(Passage to read)

At ThredUp‘s 600,000-square-foot warehouse in Suwanee, Georgia, roughly 40,000 pieces of used clothing are processed each day. The company’s logistics network — four facilities across the U.S. — now rivals that of some fast-fashion giants.

“This is the largest garment-on-hanger system in the world,” said Justin Pina, ThredUp’s senior director of operations. “We can hold more than 3.5 million items here.”

Secondhand shopping is booming. The global secondhand apparel market is expected to reach $367 billion by 2029, growing almost three times faster than the overall apparel market, according to GlobalData.

President Donald Trump’s tariffs were billed as a way to bring manufacturing back home. But the measures hit one of America’s most import-dependent industries: fashion.

About 97 percent of clothing sold in the U.S. is imported, mostly from China, Vietnam, Bangladesh and India, according to the American Apparel and Footwear Association.

For years, Gen Z shoppers have been driving the rise of secondhand fashion, but now more Americans are catching on.

“When tariffs raise those costs, resale platforms suddenly look like the smart buy. This isn’t just a fad,” said Jasmine Enberg, co-CEO of Scalable. “Tariffs are accelerating trends that were already reshaping the way Americans shop.”

For James Reinhart, ThredUp’s CEO, the company is already seeing it play out.

(End Passage to read)

Problem requirements: Write the next part of the article on ThredUp and secondhand clothing, starting right after its last sentence. The records have nothing to do with the text above.

(Data shown)

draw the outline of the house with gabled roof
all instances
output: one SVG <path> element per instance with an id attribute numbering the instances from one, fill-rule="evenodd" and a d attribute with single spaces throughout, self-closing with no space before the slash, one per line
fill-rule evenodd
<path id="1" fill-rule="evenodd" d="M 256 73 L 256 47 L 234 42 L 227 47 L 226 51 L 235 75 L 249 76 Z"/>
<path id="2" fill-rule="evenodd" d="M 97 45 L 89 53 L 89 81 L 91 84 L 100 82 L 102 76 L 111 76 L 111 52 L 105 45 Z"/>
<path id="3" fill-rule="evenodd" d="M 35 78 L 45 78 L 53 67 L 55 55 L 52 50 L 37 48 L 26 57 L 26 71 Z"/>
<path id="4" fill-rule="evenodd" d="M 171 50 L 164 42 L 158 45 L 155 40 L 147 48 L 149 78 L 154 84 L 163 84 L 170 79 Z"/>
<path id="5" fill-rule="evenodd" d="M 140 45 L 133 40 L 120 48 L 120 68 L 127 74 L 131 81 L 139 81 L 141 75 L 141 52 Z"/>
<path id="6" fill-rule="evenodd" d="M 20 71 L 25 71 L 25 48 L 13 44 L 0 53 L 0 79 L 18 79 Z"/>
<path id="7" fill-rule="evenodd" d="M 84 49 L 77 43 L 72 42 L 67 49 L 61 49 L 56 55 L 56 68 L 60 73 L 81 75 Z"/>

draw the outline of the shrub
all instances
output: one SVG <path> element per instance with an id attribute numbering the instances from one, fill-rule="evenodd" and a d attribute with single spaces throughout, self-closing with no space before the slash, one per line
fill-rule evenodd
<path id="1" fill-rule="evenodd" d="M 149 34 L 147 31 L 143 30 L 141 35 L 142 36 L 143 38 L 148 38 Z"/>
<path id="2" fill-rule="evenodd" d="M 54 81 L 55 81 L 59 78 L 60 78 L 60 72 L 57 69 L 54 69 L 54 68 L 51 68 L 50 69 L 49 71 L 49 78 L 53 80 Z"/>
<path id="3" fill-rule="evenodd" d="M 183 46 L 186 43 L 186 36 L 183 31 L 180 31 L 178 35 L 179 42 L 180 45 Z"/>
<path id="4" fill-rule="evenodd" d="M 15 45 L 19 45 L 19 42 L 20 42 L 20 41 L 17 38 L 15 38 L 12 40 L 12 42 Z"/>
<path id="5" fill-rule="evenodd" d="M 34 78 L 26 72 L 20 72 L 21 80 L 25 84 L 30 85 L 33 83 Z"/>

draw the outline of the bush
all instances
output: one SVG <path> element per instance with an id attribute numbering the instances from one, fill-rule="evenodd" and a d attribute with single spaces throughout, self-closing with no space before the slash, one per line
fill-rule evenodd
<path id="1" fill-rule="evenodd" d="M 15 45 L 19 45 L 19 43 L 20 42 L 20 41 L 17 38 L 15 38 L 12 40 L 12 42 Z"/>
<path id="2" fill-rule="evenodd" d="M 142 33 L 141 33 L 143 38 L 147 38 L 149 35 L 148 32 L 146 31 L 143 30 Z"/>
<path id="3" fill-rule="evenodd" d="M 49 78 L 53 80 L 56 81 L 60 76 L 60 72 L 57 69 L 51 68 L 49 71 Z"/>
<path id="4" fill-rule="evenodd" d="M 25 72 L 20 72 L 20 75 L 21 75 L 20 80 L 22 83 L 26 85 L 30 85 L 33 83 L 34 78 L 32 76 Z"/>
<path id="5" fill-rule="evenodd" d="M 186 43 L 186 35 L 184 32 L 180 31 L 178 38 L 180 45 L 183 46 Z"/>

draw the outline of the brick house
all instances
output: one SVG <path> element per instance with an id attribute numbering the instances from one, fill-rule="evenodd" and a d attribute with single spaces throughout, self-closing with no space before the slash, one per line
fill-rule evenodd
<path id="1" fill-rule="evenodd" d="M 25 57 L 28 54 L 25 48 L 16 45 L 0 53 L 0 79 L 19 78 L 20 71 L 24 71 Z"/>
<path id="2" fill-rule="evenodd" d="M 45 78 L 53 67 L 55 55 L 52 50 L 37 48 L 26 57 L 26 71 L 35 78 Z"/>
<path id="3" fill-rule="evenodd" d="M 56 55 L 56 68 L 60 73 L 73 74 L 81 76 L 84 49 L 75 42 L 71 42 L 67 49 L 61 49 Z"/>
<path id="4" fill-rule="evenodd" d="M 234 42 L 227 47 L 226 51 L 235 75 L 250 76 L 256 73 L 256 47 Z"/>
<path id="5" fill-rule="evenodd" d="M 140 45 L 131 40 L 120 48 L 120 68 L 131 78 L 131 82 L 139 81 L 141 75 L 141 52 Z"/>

(End Data shown)

Task output:
“The business is free-cash-flow positive and growing double digits,” said Reinhart. “We feel really good about the economics, gross margins near 80% and operations built entirely within the U.S.”

ThredUp reported that revenue grew 34% year over year in the third quarter. The company also said it acquired more new customers in the quarter than at any other time in its history, with new buyer growth up 54% from the same period last year.

“If tariffs add 20% to 30% to retail prices, that’s a huge advantage for resale,” said Dylan Carden, research analyst at William Blair & Company. “Pre-owned items aren’t subject to those duties, so demand naturally shifts.”

Inside the ThredUp warehouse, where CNBC got a behind-the-scenes look. automation hums alongside human workers. AI systems photograph, categorize, and price thousands of garments per hour. For Reinhart, the technology is key to scaling resale like retail.

“AI has really accelerated adoption,” said Reinhart. “It’s helping us improve discovery, styling, and personalization for buyers.”

That tech wave extends beyond ThredUp. Fashion-tech startups Phia, co-founded by Phoebe Gates and Sophia Kianni, is using AI to scan thousands of listings across retail and resale in seconds.

“The fact that we’ve driven millions in transaction volume shows how big this need is,” Gates said. “People want smarter, cheaper ways to shop.”

ThredUp is betting that domestic infrastructure, automation, and AI will keep it ahead of the curve, and that tariffs meant to revive U.S. manufacturing could end up powering a new kind of American fashion economy.

“The future of fashion will be more sustainable than it is today,” said Reinhart. “And secondhand will be at the center of it.”